## AANGELEVERDE TEKST
------------------------------------

ECLI:NL:RBDHA:2021:16296

Rechtbank Den Haag

Datum uitspraak
13 augustus 2021
Publicatiedatum
11 mei 2022
Zaaknummer
NL21.12034; NL21.12036
Instantie
Rechtbank Den Haag
Type
Uitspraak
Procedures
  • Eerste aanleg - enkelvoudig
Rechters
Vindplaatsen
  • Rechtspraak.nl
AI samenvatting door LexboostAutomatisch gegenereerd

Afwijzing asielaanvraag Palestijnen wegens gebrek aan nieuwe relevante documenten

In deze zaak heeft de Rechtbank Den Haag op 13 augustus 2021 uitspraak gedaan in de asielaanvragen van een Palestijns gezin, bestaande uit twee eisers en hun twee minderjarige kinderen. De aanvragen tot het verlenen van een verblijfsvergunning asiel voor bepaalde tijd zijn door de Staatssecretaris van Justitie en Veiligheid afgewezen als kennelijk ongegrond. De rechtbank heeft de beroepen van de eisers, die eerder ook asiel hadden aangevraagd, behandeld op een zitting op 10 augustus 2021. De eisers stelden van onbekende nationaliteit te zijn en hebben eerder een asielaanvraag ingediend die ongegrond is verklaard. De rechtbank heeft vastgesteld dat de nieuwe documenten die door eiser zijn overgelegd, niet als relevante nova kunnen worden aangemerkt. De rechtbank oordeelt dat de documenten geen nieuwe elementen bevatten die de eerdere afwijzing van de asielaanvraag kunnen onderbouwen. De rechtbank concludeert dat de aanvragen terecht zijn afgewezen en dat de beroepen ongegrond zijn. Er is geen aanleiding voor een proceskostenveroordeling. De uitspraak is openbaar gemaakt op rechtspraak.nl.

Uitspraak

RECHTBANK DEN HAAG

Zittingsplaats Utrecht Bestuursrecht
zaaknummers: NL21.12034 en NL21.12036

uitspraak van de enkelvoudige kamer in de zaken tussen

[eiser] , eiser en [eiseres] , eiseres, en hun twee minderjarige kinderen [naam] en [naam], tezamen te noemen: eisers
V-nummers: [V-nummer] , [V-nummer] , [V-nummer] en [V-nummer]
(gemachtigde: mr. H.A. Limonard), en
de Staatssecretaris van Justitie en Veiligheid, verweerder (gemachtigde: mr. R.S. Helmus).

Procesverloop

Bij besluiten van 22 juli 2021 (de bestreden besluiten) heeft verweerder de aanvragen van eisers tot het verlenen van een verblijfsvergunning asiel voor bepaalde tijd in de algemene procedure afgewezen als kennelijk ongegrond.
Eisers hebben tegen de bestreden besluiten beroep ingesteld.
De rechtbank heeft het beroep, tezamen met de zaken NL21.12035 en NL21.12037, op 10 augustus 2021 op zitting behandeld. Eisers zijn verschenen, bijgestaan door hun gemachtigde. Ter zitting was een tolk aanwezig. Verweerder heeft zich laten vertegenwoordigen door zijn gemachtigde.

------------------------------------

## KORTE OPDRACHT 1
Toon elke regel uit de records hieronder waarin de tekenreeks "marking" voorkomt, waarbij het verschil tussen hoofdletters en kleine letters telt.

------------------------------------

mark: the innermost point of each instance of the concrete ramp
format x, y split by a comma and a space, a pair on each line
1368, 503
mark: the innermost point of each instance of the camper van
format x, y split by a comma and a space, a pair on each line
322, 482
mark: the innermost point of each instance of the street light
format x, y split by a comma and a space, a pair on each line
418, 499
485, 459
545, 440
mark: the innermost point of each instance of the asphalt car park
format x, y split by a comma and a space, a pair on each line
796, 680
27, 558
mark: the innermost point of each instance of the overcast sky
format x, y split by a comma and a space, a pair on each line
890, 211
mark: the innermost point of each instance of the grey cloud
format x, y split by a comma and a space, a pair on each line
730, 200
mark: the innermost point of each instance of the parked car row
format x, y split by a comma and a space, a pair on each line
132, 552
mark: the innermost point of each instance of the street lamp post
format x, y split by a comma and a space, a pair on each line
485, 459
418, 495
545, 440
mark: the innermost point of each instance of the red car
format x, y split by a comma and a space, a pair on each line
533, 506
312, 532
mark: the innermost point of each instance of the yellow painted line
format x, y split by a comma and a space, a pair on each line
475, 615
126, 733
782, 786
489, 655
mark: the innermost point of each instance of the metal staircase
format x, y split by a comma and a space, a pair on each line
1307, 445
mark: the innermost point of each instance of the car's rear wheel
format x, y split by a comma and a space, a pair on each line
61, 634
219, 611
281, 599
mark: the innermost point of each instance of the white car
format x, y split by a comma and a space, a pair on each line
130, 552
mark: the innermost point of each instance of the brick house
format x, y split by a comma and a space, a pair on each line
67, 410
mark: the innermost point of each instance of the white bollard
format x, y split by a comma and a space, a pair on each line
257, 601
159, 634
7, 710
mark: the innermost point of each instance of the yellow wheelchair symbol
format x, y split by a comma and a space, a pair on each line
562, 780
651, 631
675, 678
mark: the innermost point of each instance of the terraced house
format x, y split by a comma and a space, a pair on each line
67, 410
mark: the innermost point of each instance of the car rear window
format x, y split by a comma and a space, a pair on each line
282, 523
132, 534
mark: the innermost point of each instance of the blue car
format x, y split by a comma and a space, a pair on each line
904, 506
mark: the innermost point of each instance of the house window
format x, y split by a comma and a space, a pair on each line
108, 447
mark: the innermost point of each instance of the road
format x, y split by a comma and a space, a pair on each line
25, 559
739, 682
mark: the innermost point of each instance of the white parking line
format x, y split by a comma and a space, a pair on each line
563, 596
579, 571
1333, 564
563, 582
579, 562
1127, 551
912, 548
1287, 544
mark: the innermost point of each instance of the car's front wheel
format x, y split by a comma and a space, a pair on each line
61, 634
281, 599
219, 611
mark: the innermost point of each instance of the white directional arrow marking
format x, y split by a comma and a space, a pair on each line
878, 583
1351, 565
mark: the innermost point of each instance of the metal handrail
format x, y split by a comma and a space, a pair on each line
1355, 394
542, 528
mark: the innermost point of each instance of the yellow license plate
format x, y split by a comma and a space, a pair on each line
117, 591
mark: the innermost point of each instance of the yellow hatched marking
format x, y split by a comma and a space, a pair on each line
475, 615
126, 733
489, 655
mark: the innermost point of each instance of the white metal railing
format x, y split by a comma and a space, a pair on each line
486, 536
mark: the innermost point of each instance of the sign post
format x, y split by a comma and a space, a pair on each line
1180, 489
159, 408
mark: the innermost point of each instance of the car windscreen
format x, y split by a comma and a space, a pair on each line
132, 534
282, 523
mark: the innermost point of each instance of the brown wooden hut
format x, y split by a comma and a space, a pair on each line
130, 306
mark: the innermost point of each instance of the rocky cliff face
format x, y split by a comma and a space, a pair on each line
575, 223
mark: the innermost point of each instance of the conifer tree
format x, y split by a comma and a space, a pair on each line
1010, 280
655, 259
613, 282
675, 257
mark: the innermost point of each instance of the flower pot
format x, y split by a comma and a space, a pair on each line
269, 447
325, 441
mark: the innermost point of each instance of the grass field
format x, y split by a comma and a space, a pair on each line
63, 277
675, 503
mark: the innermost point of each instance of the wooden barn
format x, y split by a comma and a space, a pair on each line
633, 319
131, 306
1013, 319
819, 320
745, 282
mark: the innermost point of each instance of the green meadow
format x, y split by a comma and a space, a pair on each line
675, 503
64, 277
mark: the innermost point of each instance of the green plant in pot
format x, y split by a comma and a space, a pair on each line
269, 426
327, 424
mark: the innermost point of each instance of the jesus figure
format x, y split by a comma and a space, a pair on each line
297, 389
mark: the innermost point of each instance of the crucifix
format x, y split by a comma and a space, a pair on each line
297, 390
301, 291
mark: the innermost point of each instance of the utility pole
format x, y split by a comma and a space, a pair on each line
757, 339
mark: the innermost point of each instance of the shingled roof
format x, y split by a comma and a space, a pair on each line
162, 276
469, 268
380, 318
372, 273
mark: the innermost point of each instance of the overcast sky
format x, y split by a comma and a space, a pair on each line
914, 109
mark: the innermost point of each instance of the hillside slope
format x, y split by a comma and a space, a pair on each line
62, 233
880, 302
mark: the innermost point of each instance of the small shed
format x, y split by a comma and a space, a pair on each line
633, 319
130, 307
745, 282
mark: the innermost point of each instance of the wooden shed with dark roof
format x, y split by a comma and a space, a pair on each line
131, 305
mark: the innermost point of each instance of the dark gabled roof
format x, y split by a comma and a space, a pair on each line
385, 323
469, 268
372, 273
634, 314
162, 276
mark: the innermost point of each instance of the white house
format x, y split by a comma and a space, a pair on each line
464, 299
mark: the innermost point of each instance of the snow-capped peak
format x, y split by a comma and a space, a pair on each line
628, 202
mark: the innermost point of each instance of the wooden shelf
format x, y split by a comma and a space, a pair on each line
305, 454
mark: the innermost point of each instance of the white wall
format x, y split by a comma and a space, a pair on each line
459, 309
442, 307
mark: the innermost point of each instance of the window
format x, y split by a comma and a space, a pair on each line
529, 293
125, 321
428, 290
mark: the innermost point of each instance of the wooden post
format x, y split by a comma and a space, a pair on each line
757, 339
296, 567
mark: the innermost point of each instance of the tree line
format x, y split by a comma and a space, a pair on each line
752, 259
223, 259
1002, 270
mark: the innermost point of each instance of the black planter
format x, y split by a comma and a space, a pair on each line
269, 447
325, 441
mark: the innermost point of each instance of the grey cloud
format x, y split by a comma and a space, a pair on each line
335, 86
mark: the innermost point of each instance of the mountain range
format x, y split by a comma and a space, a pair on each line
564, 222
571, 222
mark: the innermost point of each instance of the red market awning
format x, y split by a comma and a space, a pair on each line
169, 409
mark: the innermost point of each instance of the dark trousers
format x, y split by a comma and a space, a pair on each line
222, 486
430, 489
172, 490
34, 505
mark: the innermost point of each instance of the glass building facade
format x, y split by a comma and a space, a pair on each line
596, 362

------------------------------------

## KORTE OPDRACHT 2
Leg in één tot drie zinnen uit waarom de rechtbank in de uitspraak over de asielaanvragen de beroepen ongegrond verklaart.

## RESULTAAT OPDRACHT 1
mark: the innermost point of each instance of the white directional arrow marking
mark: the innermost point of each instance of the yellow hatched marking

## RESULTAAT OPDRACHT 2
Volgens de rechtbank kunnen de nieuwe documenten die eiser heeft overgelegd niet als relevante nova worden aangemerkt, omdat ze geen nieuwe elementen bevatten. Daarom zijn de aanvragen terecht afgewezen en zijn de beroepen ongegrond.